## Teks Kutipan
☆ ☆ ☆ ☆

Pendapatan yang diterima di Baitul Maal terbagi dalam 4 jenis:
a) Zakat
dan ushr
b) Khums
dan Sedekah
c) Kharaj,
fay, jizyah, ushr dan sewa tetap tahunan tanah
d) Berbagai
macam pendapatan yang diterima dari semua macam sumber.
7) Pengeluaran
Bagian pengeluaran yang paling penting dari pendapatan
keseluruhan adalah dana pension kemudian diikuti oleh dana pertahanan Negara
dan dana pembangunan. Secara garis besar pengeluaran Negara pada masa
kekhalifahan Umar dikeluarkan untuk kebutuhan yang mendapat prioritas pertama,
yaitu pengeluaran dana pensiunbagi mereka yang bergabung dalam kemiliteran,
baik muslim maupun non-Muslim. Dana tersebut juga termasuk pensiunan bagi
pegawai sipil.
c. Masa
Kekhalifahan Utsman Bin Affan
Utsman bin Affan adalah khalifah ketiga. Pada enam
tahun pertama kepemimpinannya, Balkh, Kabul, Ghazni, Kerman, dan Sistan
ditaklukkan. Untuk menata pendapatan baru, kebijakan Umar diikuti. Tidak lama
setelah Negara-negara tersebut ditaklukkan, kemudian tindakan efektif
diterapkan dalam rangka pengembangan Sumber Daya Alam (SDA). Aliran air digali,
jalan dibangun, pohon buah-buahan ditanam dan keamanan perdagangan diberikan dengan
cara pembentukan organisasi kepolisian tetap. Khalifah Utsman tidak mengambil
upah dari kantornya. Sebaliknya, dia meringankan beban pemerintah dalam hal;
yang serius. Dia bakan menyimpan uangnya di bendahara Negara. Hal ini
menimbulkan kesalahpahamn antarakhalifah dan Abdullah Bin Arqom, salah seorang
sahabat nabi yang terkemuka, yang berwenang melaksanakan kegiatan baitul maal
pusat. Beliau juga berusaha meningkatkan pengeluaran dan pertahanandan
kelautan, meningkatkan dana pensiun dan pembanguunan di wilayah takhlukan baru,
khalifah membuat beberapa perubahan administrasi dan meningkatkan kharaj dan
jizyah dari Mesir.

☆ ☆ ☆ ☆

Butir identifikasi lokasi
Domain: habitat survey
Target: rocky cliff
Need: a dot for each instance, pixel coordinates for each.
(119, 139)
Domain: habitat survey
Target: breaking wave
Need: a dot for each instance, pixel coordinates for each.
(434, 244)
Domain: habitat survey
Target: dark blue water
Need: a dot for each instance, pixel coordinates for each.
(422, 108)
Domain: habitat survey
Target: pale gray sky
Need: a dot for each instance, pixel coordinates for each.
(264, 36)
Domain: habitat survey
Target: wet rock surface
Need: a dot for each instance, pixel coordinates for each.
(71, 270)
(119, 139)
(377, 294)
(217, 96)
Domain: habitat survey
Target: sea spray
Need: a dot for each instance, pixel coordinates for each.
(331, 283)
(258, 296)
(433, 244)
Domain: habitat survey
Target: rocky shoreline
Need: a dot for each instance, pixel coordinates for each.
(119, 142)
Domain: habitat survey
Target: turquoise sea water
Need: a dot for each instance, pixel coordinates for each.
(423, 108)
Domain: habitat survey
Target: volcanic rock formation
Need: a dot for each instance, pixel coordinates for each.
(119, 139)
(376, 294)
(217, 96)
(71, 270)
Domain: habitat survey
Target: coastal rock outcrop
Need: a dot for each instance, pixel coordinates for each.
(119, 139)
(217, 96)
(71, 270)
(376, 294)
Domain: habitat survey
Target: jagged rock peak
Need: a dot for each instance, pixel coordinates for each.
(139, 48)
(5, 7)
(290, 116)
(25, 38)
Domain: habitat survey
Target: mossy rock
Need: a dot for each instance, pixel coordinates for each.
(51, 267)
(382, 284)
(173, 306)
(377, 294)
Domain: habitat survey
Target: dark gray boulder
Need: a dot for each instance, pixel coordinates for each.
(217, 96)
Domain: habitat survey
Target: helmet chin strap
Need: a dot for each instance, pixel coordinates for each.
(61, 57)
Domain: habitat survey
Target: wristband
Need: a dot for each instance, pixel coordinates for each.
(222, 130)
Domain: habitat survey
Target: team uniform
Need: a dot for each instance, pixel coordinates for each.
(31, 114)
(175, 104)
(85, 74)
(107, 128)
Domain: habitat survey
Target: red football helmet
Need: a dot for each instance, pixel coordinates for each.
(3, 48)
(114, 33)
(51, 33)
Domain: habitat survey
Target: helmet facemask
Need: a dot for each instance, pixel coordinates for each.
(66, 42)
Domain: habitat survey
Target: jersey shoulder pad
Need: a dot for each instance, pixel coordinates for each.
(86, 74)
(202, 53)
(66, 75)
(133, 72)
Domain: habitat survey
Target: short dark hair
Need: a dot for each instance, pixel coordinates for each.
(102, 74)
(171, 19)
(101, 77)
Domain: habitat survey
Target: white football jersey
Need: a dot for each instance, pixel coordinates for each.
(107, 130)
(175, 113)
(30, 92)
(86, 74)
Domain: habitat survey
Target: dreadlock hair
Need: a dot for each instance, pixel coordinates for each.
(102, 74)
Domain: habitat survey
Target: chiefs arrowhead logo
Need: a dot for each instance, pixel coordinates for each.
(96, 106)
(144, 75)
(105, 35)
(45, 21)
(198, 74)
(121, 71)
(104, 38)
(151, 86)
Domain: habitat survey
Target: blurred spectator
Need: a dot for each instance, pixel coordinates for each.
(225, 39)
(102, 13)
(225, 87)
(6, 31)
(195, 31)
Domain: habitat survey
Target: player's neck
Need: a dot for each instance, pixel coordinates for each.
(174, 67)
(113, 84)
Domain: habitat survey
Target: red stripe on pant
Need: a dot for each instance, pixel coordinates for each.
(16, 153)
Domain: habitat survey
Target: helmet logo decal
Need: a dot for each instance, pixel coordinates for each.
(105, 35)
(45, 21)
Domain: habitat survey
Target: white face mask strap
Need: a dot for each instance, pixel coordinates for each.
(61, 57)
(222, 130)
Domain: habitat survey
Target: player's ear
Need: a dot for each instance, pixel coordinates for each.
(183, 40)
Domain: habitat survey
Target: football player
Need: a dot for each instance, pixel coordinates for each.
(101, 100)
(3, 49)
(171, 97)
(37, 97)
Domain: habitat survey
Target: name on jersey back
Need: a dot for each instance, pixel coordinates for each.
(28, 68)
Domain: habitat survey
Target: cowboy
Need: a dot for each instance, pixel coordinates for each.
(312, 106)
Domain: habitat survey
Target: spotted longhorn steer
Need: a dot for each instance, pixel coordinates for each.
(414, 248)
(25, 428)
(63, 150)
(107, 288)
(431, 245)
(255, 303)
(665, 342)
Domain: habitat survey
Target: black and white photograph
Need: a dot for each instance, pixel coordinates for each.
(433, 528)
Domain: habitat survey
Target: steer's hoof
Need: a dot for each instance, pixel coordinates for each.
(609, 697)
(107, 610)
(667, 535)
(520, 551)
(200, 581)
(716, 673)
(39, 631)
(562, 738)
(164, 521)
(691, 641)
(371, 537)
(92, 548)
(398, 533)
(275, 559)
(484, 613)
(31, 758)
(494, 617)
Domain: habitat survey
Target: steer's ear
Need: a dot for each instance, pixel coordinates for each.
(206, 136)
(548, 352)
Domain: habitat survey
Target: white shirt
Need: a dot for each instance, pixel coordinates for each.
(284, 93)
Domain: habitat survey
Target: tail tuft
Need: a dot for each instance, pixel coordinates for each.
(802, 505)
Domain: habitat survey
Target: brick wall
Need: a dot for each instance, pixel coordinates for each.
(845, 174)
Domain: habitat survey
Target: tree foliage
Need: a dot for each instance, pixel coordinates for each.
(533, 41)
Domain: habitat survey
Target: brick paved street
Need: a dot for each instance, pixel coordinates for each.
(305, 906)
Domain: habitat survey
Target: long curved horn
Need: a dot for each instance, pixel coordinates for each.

☆ ☆ ☆ ☆

## Daftar Tugas
1. Kutiplah bagian teks kutipan yang dimulai dengan "Pendapatan yang diterima di" dan berlanjut sampai "semua macam sumber.".
2. Nyatakan apakah setiap pernyataan berikut sesuai dengan teks kutipan. Jawab ya atau tidak, lalu sertakan kata-kata penentu dari teks kutipan tanpa perubahan.
(a) Pendapatan yang diterima di Baitul Maal terbagi dalam empat jenis.
(b) Khalifah Utsman mengambil upah dari kantornya.
(c) Kabul ditaklukkan pada enam tahun pertama kepemimpinan Utsman bin Affan.

## Jawaban Tugas
1.
Pendapatan yang diterima di Baitul Maal terbagi dalam 4 jenis:
a) Zakat
dan ushr
b) Khums
dan Sedekah
c) Kharaj,
fay, jizyah, ushr dan sewa tetap tahunan tanah
d) Berbagai
macam pendapatan yang diterima dari semua macam sumber.

2.
(a) Ya: "Pendapatan yang diterima di Baitul Maal terbagi dalam 4 jenis"
(b) Tidak: "Khalifah Utsman tidak mengambil upah dari kantornya."
(c) Ya: "Pada enam tahun pertama kepemimpinannya, Balkh, Kabul, Ghazni, Kerman, dan Sistan ditaklukkan."